--- EXERCISE TASKS ---
- 1) In the review of Origin, why does the title poem "set a marker for what is to come"? Answer in one to three sentences.
- 2) Pick up the review of JL Williams' Origin after its final sentence and continue it.

(Shearsman Books, 2022); pbk: £10.95
Motherhood, birth, and parental relationships are the three key components that make up JL Williams’ collection Origin. She explores all sides of what it means to be a mother: the pain of birth, raising a child when your own parents are absent, the fear of being in charge of another person’s life and their survival. Williams takes us into the depths of her psyche in all the stages of her pregnancy. We not only see her own fears of motherhood but our shared fears over bringing up a child in today’s society.
The collection opens with her title poem ‘Origin’. This poem sets a marker for what is to come. She writes,
out of chaos a voice
greets you tender in the womb
as a mother does loving
already your ability to smile[.]
A chaotic world surrounding this fragile baby is blocked out straight away by the mother’s love — her own power as a mother pitted against the fierce anarchy of the outside world. The baby is still able to break through and smile. We know that whilst Williams intends to take us on this emotional journey, at the end of the day there will always be the unbreakable bond between mother and child.
The collection then breaks into two larger sections: ‘Glimpse’ and ‘Mother Virus’. ‘Glimpse’ covers all Williams’ thoughts throughout her pregnancy. One poem that I found particularly interesting was ‘I Never Wanted a Child’. This prose-poem not only opens up about the narrator’s abusive stepfather but addresses the pressure women face to have a child. In a collection predominately about motherhood, Williams addresses femininity as not defined just by reproduction, or being a mother. It allows her to reach into a deeper, more taboo subject within motherhood.
I still feel the identities of child-free woman and child-less woman within
me…Because those women are strong and brave[.]
She allows us to see the courage in not having a child – whether through choice or inability. She is aware that Motherhood might be as much an ideology as just being a parent.

--- DATA EXCERPTS ---

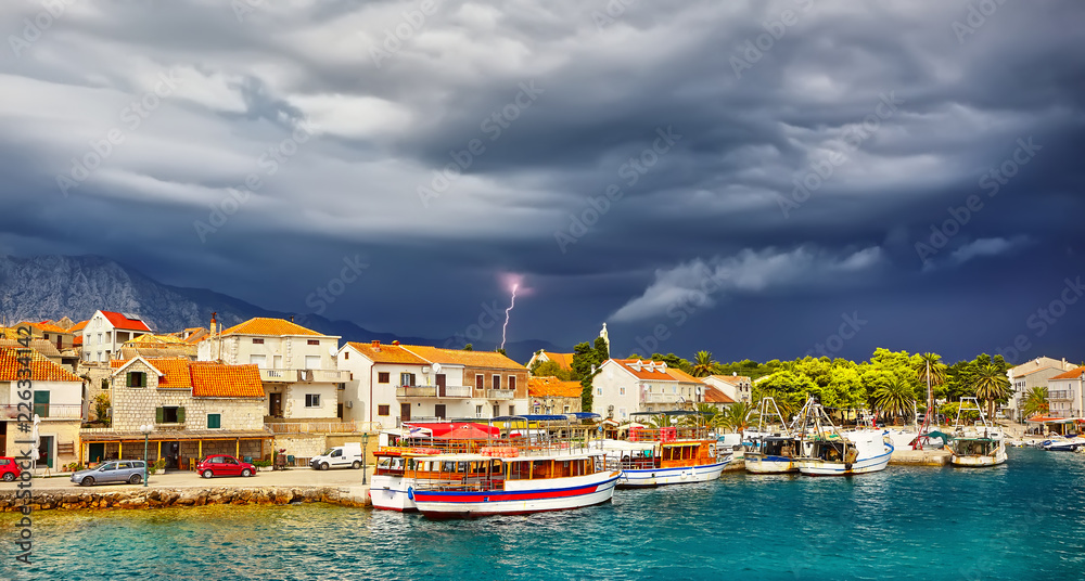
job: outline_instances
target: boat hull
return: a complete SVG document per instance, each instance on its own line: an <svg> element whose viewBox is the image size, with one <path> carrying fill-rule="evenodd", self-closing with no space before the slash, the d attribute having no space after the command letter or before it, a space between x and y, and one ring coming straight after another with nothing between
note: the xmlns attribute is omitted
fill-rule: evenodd
<svg viewBox="0 0 1085 581"><path fill-rule="evenodd" d="M617 480L617 488L650 488L707 482L719 478L724 468L730 463L731 459L728 457L723 462L697 466L625 469L622 470L622 476Z"/></svg>
<svg viewBox="0 0 1085 581"><path fill-rule="evenodd" d="M871 457L857 459L851 465L844 462L829 462L817 459L796 459L795 466L805 476L852 476L881 472L893 456L893 447L885 444L886 451Z"/></svg>
<svg viewBox="0 0 1085 581"><path fill-rule="evenodd" d="M1006 451L999 450L994 455L949 455L949 463L954 466L965 466L969 468L980 468L984 466L997 466L1006 462Z"/></svg>
<svg viewBox="0 0 1085 581"><path fill-rule="evenodd" d="M524 515L570 511L609 502L614 495L618 476L617 472L608 472L592 477L571 479L574 482L567 485L553 480L525 480L523 482L527 486L514 490L482 492L412 490L410 495L418 511L432 519Z"/></svg>
<svg viewBox="0 0 1085 581"><path fill-rule="evenodd" d="M401 476L373 476L369 485L369 499L373 508L381 511L397 511L400 513L418 512L418 506L410 499L409 482Z"/></svg>
<svg viewBox="0 0 1085 581"><path fill-rule="evenodd" d="M745 469L750 474L787 474L799 472L799 466L795 466L795 459L793 457L763 456L748 452L743 460L745 462Z"/></svg>

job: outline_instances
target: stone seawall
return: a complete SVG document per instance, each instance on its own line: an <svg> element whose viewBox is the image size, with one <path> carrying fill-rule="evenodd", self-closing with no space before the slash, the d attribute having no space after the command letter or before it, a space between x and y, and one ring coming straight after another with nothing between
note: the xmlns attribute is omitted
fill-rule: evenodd
<svg viewBox="0 0 1085 581"><path fill-rule="evenodd" d="M102 492L35 491L34 511L77 511L94 508L161 508L208 504L294 504L323 502L341 506L368 506L368 487L253 487L253 488L150 488ZM0 493L0 513L17 512L24 499L14 491Z"/></svg>

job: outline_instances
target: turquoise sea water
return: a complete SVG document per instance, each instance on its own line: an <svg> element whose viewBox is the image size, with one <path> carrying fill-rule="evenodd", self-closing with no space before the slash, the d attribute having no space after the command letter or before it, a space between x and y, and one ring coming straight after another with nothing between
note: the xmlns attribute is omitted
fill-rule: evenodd
<svg viewBox="0 0 1085 581"><path fill-rule="evenodd" d="M35 515L3 579L1085 579L1085 455L728 474L566 513L429 521L326 505ZM10 516L0 534L13 539Z"/></svg>

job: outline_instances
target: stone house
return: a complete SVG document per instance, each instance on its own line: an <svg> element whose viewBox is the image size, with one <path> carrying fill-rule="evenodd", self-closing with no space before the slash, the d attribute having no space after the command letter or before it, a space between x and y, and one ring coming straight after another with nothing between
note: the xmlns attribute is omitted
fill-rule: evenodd
<svg viewBox="0 0 1085 581"><path fill-rule="evenodd" d="M112 425L81 430L81 457L165 459L189 468L209 454L259 460L271 453L264 427L264 385L256 365L142 358L111 364Z"/></svg>

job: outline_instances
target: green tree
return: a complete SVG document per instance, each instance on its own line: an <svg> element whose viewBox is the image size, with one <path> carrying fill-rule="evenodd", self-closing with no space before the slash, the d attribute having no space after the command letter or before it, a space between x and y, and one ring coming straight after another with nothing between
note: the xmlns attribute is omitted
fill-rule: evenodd
<svg viewBox="0 0 1085 581"><path fill-rule="evenodd" d="M975 399L987 402L987 417L995 413L995 402L1006 400L1013 395L1006 371L995 363L980 367L972 378L972 389Z"/></svg>
<svg viewBox="0 0 1085 581"><path fill-rule="evenodd" d="M693 377L707 377L715 371L716 361L712 359L711 351L698 351L693 354Z"/></svg>
<svg viewBox="0 0 1085 581"><path fill-rule="evenodd" d="M1046 386L1034 387L1025 392L1024 402L1021 404L1021 411L1024 412L1025 417L1046 414L1049 409Z"/></svg>

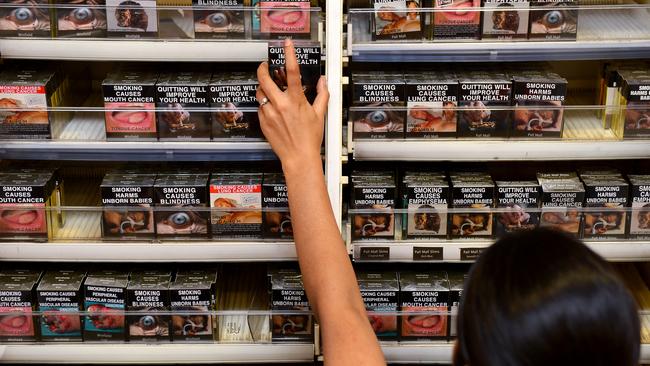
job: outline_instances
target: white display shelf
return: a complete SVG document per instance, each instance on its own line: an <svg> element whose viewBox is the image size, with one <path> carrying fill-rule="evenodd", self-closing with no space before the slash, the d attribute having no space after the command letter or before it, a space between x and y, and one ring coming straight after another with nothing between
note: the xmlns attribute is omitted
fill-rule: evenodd
<svg viewBox="0 0 650 366"><path fill-rule="evenodd" d="M178 364L313 362L313 344L0 345L1 363Z"/></svg>
<svg viewBox="0 0 650 366"><path fill-rule="evenodd" d="M85 161L275 160L267 142L0 141L0 159Z"/></svg>
<svg viewBox="0 0 650 366"><path fill-rule="evenodd" d="M0 242L0 260L36 262L295 261L293 242Z"/></svg>
<svg viewBox="0 0 650 366"><path fill-rule="evenodd" d="M90 190L89 187L81 189ZM92 197L82 193L82 197ZM67 211L51 242L0 241L0 261L252 262L297 260L292 241L102 241L101 212Z"/></svg>
<svg viewBox="0 0 650 366"><path fill-rule="evenodd" d="M267 52L266 41L0 40L4 59L258 62L266 60Z"/></svg>
<svg viewBox="0 0 650 366"><path fill-rule="evenodd" d="M649 140L620 140L590 110L567 110L564 137L535 139L355 140L355 160L594 160L650 157ZM348 127L351 131L352 127Z"/></svg>
<svg viewBox="0 0 650 366"><path fill-rule="evenodd" d="M372 12L351 10L348 54L360 62L603 60L650 57L648 8L581 9L576 41L373 42Z"/></svg>
<svg viewBox="0 0 650 366"><path fill-rule="evenodd" d="M643 159L650 141L355 141L355 160L492 161Z"/></svg>
<svg viewBox="0 0 650 366"><path fill-rule="evenodd" d="M451 363L454 343L430 344L382 343L386 361L398 363ZM650 362L650 345L641 345L641 362Z"/></svg>
<svg viewBox="0 0 650 366"><path fill-rule="evenodd" d="M351 244L354 260L359 262L417 262L414 260L415 248L441 248L442 259L424 260L425 262L461 262L467 260L466 256L478 255L481 249L492 245L492 240L455 240L455 241L367 241L354 242ZM648 261L650 260L650 242L649 241L585 241L588 247L601 255L608 261ZM367 248L367 249L366 249ZM383 253L363 255L362 250L370 251L371 249L388 248L388 254ZM477 249L473 251L473 249ZM466 253L466 254L462 254ZM375 259L379 255L379 259ZM461 257L463 256L463 257ZM472 257L470 257L472 258ZM463 260L464 259L464 260Z"/></svg>

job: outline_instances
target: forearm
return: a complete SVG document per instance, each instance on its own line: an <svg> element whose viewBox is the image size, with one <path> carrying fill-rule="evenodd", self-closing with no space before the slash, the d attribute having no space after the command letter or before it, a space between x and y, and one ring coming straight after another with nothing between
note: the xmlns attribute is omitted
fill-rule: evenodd
<svg viewBox="0 0 650 366"><path fill-rule="evenodd" d="M284 170L296 251L307 296L322 326L325 364L384 365L332 213L320 156Z"/></svg>
<svg viewBox="0 0 650 366"><path fill-rule="evenodd" d="M296 251L312 306L320 312L325 309L322 301L337 299L338 304L328 304L327 309L340 305L363 310L354 270L332 214L320 157L285 168L285 175Z"/></svg>

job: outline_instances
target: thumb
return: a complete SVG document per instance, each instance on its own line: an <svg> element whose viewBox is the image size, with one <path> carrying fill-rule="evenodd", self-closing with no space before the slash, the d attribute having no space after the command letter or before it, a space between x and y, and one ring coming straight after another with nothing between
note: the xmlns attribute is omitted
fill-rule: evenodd
<svg viewBox="0 0 650 366"><path fill-rule="evenodd" d="M327 112L327 103L330 99L330 93L327 90L327 79L325 76L321 76L318 80L318 85L316 86L316 99L314 99L314 111L318 118L323 120L325 118L325 113Z"/></svg>

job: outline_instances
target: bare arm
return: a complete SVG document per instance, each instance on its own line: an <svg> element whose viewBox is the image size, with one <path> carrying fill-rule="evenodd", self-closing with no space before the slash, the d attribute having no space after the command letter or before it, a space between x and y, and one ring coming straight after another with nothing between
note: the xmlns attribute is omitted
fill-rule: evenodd
<svg viewBox="0 0 650 366"><path fill-rule="evenodd" d="M313 106L302 92L291 41L285 42L288 89L271 79L268 65L257 70L262 132L282 162L298 260L309 301L318 316L328 365L384 365L356 277L329 203L320 146L329 93L324 78Z"/></svg>

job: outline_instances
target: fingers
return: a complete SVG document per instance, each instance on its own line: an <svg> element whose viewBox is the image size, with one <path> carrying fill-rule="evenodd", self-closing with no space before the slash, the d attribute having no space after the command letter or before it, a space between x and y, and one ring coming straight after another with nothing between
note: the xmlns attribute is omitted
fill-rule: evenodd
<svg viewBox="0 0 650 366"><path fill-rule="evenodd" d="M268 63L262 62L257 68L257 80L259 80L260 88L271 102L277 103L283 97L284 93L282 93L282 90L271 79Z"/></svg>
<svg viewBox="0 0 650 366"><path fill-rule="evenodd" d="M264 98L266 98L266 94L264 94L264 91L262 91L261 87L258 87L255 91L255 99L257 99L257 102L260 103Z"/></svg>
<svg viewBox="0 0 650 366"><path fill-rule="evenodd" d="M302 94L302 82L300 81L300 66L296 57L296 49L291 39L284 40L284 62L287 70L287 87L290 93Z"/></svg>
<svg viewBox="0 0 650 366"><path fill-rule="evenodd" d="M318 85L316 86L316 99L314 99L314 111L320 120L325 118L325 113L327 112L327 103L330 99L329 90L327 90L327 79L324 76L321 76L318 80Z"/></svg>

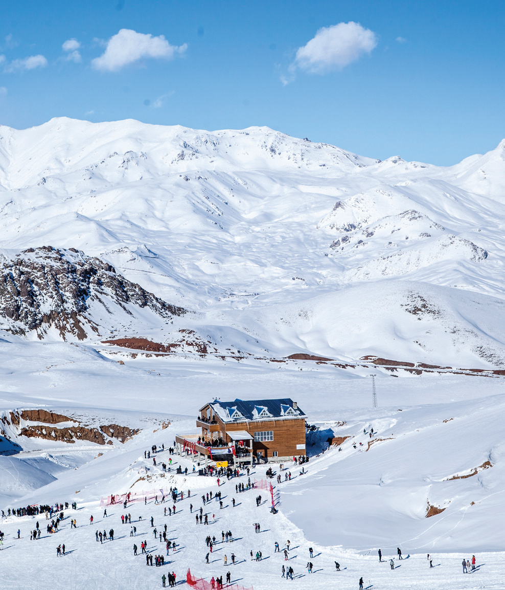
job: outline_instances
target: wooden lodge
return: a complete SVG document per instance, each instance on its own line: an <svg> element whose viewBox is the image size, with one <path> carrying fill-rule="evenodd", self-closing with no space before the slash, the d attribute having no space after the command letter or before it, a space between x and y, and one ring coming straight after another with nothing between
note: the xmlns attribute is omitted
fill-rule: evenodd
<svg viewBox="0 0 505 590"><path fill-rule="evenodd" d="M305 454L306 418L289 398L214 399L200 409L196 425L202 428L201 441L214 445L210 447L214 455L218 448L233 447L239 462L253 455L258 462L282 461Z"/></svg>

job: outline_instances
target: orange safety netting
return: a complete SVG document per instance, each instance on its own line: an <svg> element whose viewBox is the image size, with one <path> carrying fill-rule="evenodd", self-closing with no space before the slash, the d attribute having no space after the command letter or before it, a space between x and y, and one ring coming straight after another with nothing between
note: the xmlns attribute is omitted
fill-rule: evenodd
<svg viewBox="0 0 505 590"><path fill-rule="evenodd" d="M217 588L217 582L214 583L213 586L210 582L204 580L203 578L195 578L190 571L189 568L188 568L187 573L186 575L186 581L195 590L219 590ZM246 588L238 584L223 584L221 588L223 590L253 590L252 586L249 588Z"/></svg>

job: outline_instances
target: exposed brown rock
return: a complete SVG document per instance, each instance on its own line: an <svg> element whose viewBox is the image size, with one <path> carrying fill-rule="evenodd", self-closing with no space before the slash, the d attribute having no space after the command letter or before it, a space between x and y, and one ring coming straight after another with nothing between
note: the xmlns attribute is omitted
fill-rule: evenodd
<svg viewBox="0 0 505 590"><path fill-rule="evenodd" d="M16 322L7 328L11 332L35 330L42 338L52 327L64 339L71 334L83 340L88 332L98 331L87 316L90 303L111 313L107 301L130 314L128 305L148 307L164 319L186 313L74 248L29 248L0 264L0 317Z"/></svg>
<svg viewBox="0 0 505 590"><path fill-rule="evenodd" d="M471 477L473 476L476 476L479 471L483 471L484 469L489 469L490 467L493 467L493 463L490 461L485 461L482 465L479 465L478 467L474 467L470 473L467 474L466 476L453 476L452 477L449 477L448 479L444 480L444 481L453 481L456 479L466 479L467 477Z"/></svg>
<svg viewBox="0 0 505 590"><path fill-rule="evenodd" d="M100 430L111 438L117 438L120 442L126 442L140 432L138 428L132 430L127 426L118 426L117 424L101 426Z"/></svg>
<svg viewBox="0 0 505 590"><path fill-rule="evenodd" d="M75 442L76 440L89 441L98 444L105 444L105 437L97 428L87 428L84 426L72 426L67 428L53 428L47 426L26 426L21 428L22 436L45 438L46 440Z"/></svg>
<svg viewBox="0 0 505 590"><path fill-rule="evenodd" d="M430 516L434 516L435 514L439 514L441 512L443 512L445 508L438 508L438 506L433 506L430 503L428 503L428 507L426 509L426 518L430 518Z"/></svg>
<svg viewBox="0 0 505 590"><path fill-rule="evenodd" d="M288 359L294 359L295 360L332 360L332 359L327 359L325 356L316 356L314 355L307 355L305 352L297 352L294 355L290 355L286 357Z"/></svg>
<svg viewBox="0 0 505 590"><path fill-rule="evenodd" d="M368 360L372 362L374 365L380 365L387 366L402 366L413 367L415 366L414 363L408 363L405 360L391 360L390 359L382 359L380 356L362 356L360 360Z"/></svg>
<svg viewBox="0 0 505 590"><path fill-rule="evenodd" d="M214 348L209 350L208 342L196 335L193 330L181 329L178 332L181 335L179 339L174 342L166 344L160 344L159 342L153 342L147 338L117 338L114 340L104 340L103 344L113 344L123 348L130 348L136 350L146 350L148 352L173 352L180 348L189 348L194 352L202 355L210 352L217 352Z"/></svg>
<svg viewBox="0 0 505 590"><path fill-rule="evenodd" d="M64 416L61 414L48 412L46 409L23 409L20 416L23 420L29 422L44 422L46 424L57 424L60 422L75 422L72 418Z"/></svg>

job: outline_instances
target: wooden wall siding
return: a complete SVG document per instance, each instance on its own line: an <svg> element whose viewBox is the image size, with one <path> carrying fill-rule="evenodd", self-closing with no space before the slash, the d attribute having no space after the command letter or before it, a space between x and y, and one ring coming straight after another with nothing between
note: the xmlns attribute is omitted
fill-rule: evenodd
<svg viewBox="0 0 505 590"><path fill-rule="evenodd" d="M217 418L217 417L216 417ZM255 432L272 430L273 432L273 441L264 441L262 442L253 442L253 450L255 453L260 451L263 456L267 458L272 458L273 451L277 451L279 457L293 457L299 455L305 455L305 451L297 450L297 444L305 444L305 419L299 420L286 419L279 418L278 420L271 420L265 422L255 421L254 422L234 422L230 424L223 424L219 419L222 432L232 432L237 430L246 430L254 436Z"/></svg>

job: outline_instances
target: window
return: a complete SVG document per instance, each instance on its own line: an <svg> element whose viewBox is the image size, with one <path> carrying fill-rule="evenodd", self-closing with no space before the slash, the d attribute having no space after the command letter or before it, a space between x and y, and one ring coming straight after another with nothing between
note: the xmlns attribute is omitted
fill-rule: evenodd
<svg viewBox="0 0 505 590"><path fill-rule="evenodd" d="M273 441L273 431L265 430L262 432L255 432L254 440L257 442L263 442L263 441Z"/></svg>

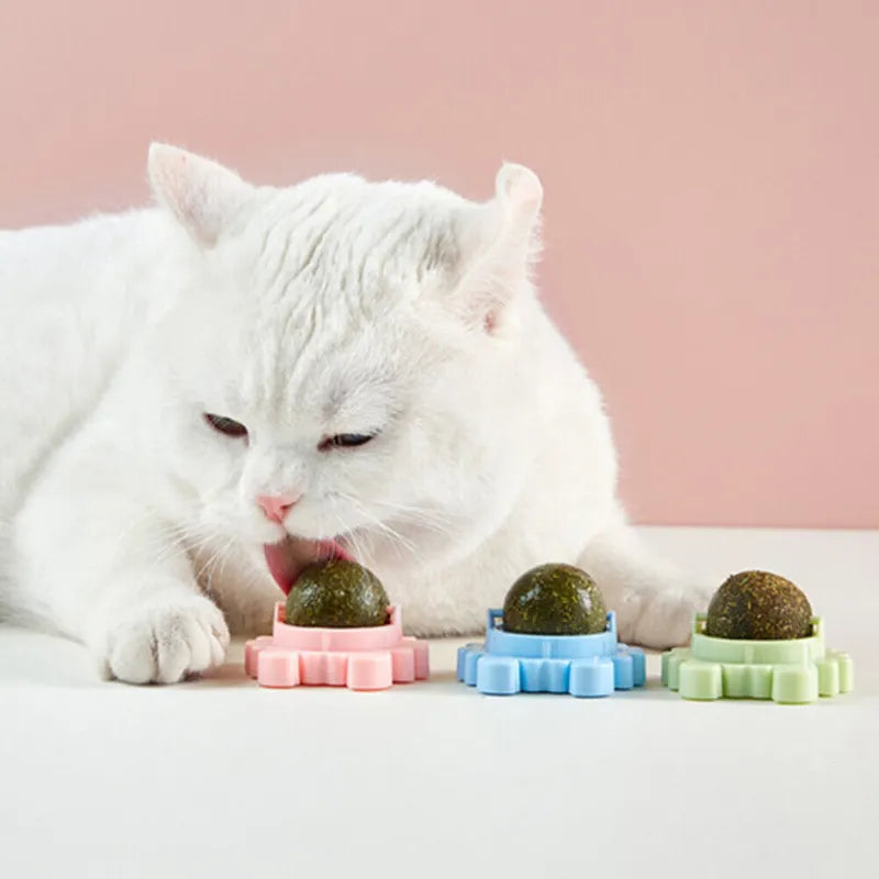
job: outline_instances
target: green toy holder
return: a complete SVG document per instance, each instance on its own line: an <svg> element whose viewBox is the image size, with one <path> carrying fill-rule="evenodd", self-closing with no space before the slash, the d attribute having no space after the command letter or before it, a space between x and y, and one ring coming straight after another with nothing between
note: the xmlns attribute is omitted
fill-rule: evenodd
<svg viewBox="0 0 879 879"><path fill-rule="evenodd" d="M689 647L663 654L663 683L685 699L771 699L801 704L853 689L852 657L824 647L824 622L812 617L812 634L790 641L737 641L704 634L696 614Z"/></svg>

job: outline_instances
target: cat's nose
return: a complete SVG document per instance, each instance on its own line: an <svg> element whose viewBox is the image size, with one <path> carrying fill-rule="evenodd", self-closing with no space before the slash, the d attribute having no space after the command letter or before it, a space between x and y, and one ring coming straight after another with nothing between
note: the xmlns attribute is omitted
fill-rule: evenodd
<svg viewBox="0 0 879 879"><path fill-rule="evenodd" d="M301 498L301 494L257 494L256 502L263 508L269 522L283 522L290 508Z"/></svg>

--- PER-TASK ANSWERS ---
- 1) In the poem, the mother's love blocks out the chaotic world around the fragile baby, and the baby is still able to break through and smile. This shows that although Williams takes readers on an emotional journey, the unbreakable bond between mother and child will always remain at the end.

- 2)
Additionally, in ‘Glimpse’, Williams runs a series of different journal-like poems (’19 April 2019, Edinburgh’, ’12 June 2019, Paxos’, etc) written during her pregnancy. The sequence allows her to bring intimate and raw emotion to the surface level of her poetry. . The beauty of ‘30 September 2019, Edinburgh’ lies in the idea that no matter the state of our current climate, at the end of the day, she will have her baby and their two lives will be forever interwoven. Her survival becomes the most important part of her life – for her survival becomes that of her baby’s too.
Each breath I take is for you – a reminder
that joy is possible, that there is a reason to survive.
Turning to the latter half of the collection, ‘Mother Virus’ shows us not only the taxing aftermath of labour but the wonder at a child’s naivety. ‘The Hand’, brief both in its form and action, shows her baby’s discovery of its own hand.
also there is an element
of a lover’s amazement
in the gaze of the baby noticing,
for the first time, her hand.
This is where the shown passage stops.